»»

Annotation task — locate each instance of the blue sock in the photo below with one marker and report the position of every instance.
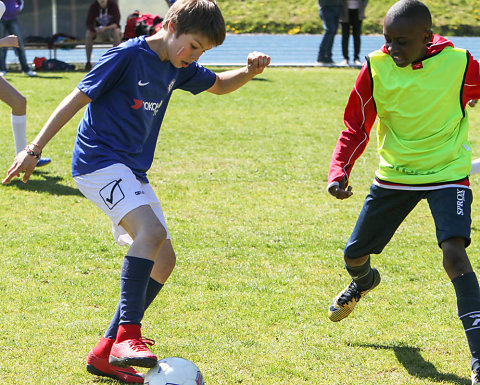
(153, 288)
(133, 288)
(468, 303)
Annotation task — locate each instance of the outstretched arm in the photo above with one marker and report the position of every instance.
(26, 160)
(229, 81)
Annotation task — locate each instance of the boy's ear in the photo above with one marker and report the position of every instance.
(428, 36)
(171, 26)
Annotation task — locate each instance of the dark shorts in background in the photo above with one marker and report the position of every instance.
(385, 209)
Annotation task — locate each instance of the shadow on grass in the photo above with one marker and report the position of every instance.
(416, 365)
(49, 184)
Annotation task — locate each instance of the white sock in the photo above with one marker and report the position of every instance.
(19, 127)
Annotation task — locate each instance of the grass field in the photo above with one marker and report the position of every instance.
(450, 17)
(259, 243)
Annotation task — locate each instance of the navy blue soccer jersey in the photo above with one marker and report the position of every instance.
(130, 88)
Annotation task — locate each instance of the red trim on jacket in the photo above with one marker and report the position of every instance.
(360, 113)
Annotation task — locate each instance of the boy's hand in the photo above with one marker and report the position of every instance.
(22, 163)
(256, 62)
(339, 191)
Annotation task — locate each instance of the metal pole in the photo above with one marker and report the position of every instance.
(54, 17)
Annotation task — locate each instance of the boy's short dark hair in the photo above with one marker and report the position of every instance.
(197, 17)
(411, 9)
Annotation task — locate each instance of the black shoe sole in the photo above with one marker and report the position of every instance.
(125, 362)
(93, 370)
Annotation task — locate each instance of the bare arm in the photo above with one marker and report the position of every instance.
(229, 81)
(24, 162)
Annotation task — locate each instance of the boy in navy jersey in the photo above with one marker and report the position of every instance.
(126, 94)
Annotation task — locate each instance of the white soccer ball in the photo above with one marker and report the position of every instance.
(174, 371)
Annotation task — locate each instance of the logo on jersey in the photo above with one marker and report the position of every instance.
(147, 106)
(170, 86)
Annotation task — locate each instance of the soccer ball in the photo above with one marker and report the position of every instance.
(174, 371)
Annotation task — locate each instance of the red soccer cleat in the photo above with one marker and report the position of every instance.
(101, 367)
(133, 352)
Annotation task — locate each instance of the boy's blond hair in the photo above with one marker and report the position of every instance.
(197, 17)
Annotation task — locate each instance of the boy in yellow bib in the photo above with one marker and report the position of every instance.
(418, 85)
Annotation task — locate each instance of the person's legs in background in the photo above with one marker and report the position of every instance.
(331, 18)
(356, 33)
(3, 51)
(89, 38)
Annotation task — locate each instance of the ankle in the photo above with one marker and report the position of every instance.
(103, 347)
(127, 332)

««

— Exercise —
Would you set down the entries exactly as given, minus their pictures?

— Expected output —
Annotation task — locate each instance of the blue sock in the photo below with one marker and report the position of every instance.
(153, 288)
(133, 288)
(468, 303)
Annotation task — locate each instance of the outstretched arm in the photo above with one marker and report the position of every instance.
(26, 160)
(229, 81)
Annotation task — locate each instance of the boy's ear in the photo above with one marker and report the position of every instance.
(428, 36)
(171, 26)
Annotation task — locate each instance of the dark shorts in background in the photo above with one marker and report the position of every instance.
(385, 209)
Annotation task — locate each instance of the shadow on grass in the photo above with one marker and report the position of every instance.
(416, 365)
(49, 184)
Annotation task — locate each instance of the white sock in the photo above with one marker and report the position of every instance.
(19, 127)
Annotation task — locate each instance of the grass field in the photo above with one marker and report the position of every instance.
(450, 17)
(259, 243)
Annotation task — locate each instance of the navy blue soccer jersey in the photo above with one marker and report the position of every instance.
(130, 88)
Annotation task — locate each instance of the red trim on jacket in the photo above with one marker and report the position of every instance.
(360, 113)
Annotation task — locate each instance of the boy's hand in the photo above with one marker and report the position of every instance.
(22, 163)
(256, 62)
(339, 191)
Annotation task — locate each instance of the metal pole in the photo above with one marker and report the position of every instance.
(54, 17)
Annotation task — locate each instance of the boy's short dark hair in the photo above with one marker and report the position of every instance.
(197, 17)
(411, 9)
Annotation task — locate each instance of the black shoe sole in the photo above with one marker and report the position of every instance.
(125, 362)
(93, 370)
Annotation task — locate each instance of the bare arm in the photo above with one marker and report the position of every instance.
(229, 81)
(24, 162)
Annotation task — locate each instance of the boy in navy jersey in the photo above with one marker and report the position of every instance.
(126, 94)
Annotation task — locate each instance of the white soccer ball in the photo above with one marker and report the position of every instance.
(174, 371)
Annotation task — locate each instance of the logo on jersey in the photo above with one marker and report the position of every instance.
(147, 106)
(170, 86)
Annotation task — locate each instance of the soccer ball in the photo above with one marker and report the position of every instance.
(174, 371)
Annotation task — locate each instance of the red soccer cleat in the photo above with one marker and report the position of every instance.
(101, 367)
(133, 352)
Annotation task — locate each instance of the boy's blond hair in the photo above with one marker and report the position of every instance.
(197, 17)
Annotation task — locate each instance of the boy in yellow bib in the photo above with one marker and report the position of every instance.
(418, 85)
Annotation task — locate each instance of the person's legs in background in the photo above with one marker and report the position of every instance.
(331, 18)
(356, 33)
(3, 51)
(89, 38)
Annotation task — locate each instance of the ankle in the photo above with one marker and report the position of every instance.
(103, 347)
(127, 332)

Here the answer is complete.